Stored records
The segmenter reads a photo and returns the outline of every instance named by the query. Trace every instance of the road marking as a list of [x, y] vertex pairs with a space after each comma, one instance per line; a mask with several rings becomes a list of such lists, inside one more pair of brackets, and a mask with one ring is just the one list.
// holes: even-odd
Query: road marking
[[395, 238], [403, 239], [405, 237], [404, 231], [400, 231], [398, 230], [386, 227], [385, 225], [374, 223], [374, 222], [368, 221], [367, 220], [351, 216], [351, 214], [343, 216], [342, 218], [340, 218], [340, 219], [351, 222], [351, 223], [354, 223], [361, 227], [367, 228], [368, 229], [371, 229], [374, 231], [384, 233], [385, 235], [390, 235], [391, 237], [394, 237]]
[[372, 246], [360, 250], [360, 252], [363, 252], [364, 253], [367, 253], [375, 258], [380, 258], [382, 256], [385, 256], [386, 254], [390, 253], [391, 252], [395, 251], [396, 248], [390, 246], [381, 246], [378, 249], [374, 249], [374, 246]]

WHAT TO PRODUCE
Format the rows above as a two-column CSV with a header naming the columns "input" and "output", with one line for each row. Put each row's text and its answer in a single quoted field each, with any line breaks replaced by spaces.

REPLY TO THE TASK
input,output
"The segmenter reads a photo and returns the outline of every instance named by the query. Trace every instance of the road marking as a list of [x, y] vertex pairs with a space after each comma, one instance per line; a mask with several rings becomes a list of such lists, inside one more pair of brackets, and a mask with one ring is just the one list. // holes: even-odd Query: road marking","[[395, 238], [403, 239], [405, 237], [404, 231], [400, 231], [398, 230], [386, 227], [385, 225], [374, 223], [374, 222], [368, 221], [367, 220], [351, 216], [351, 214], [343, 216], [342, 218], [340, 218], [340, 219], [351, 222], [351, 223], [354, 223], [361, 227], [367, 228], [368, 229], [371, 229], [374, 231], [384, 233], [385, 235], [390, 235], [391, 237], [394, 237]] [[372, 246], [360, 250], [360, 252], [363, 252], [364, 253], [367, 253], [375, 258], [380, 258], [382, 256], [385, 256], [386, 254], [390, 253], [391, 252], [395, 251], [396, 248], [390, 246], [381, 246], [378, 249], [374, 249], [374, 246]]"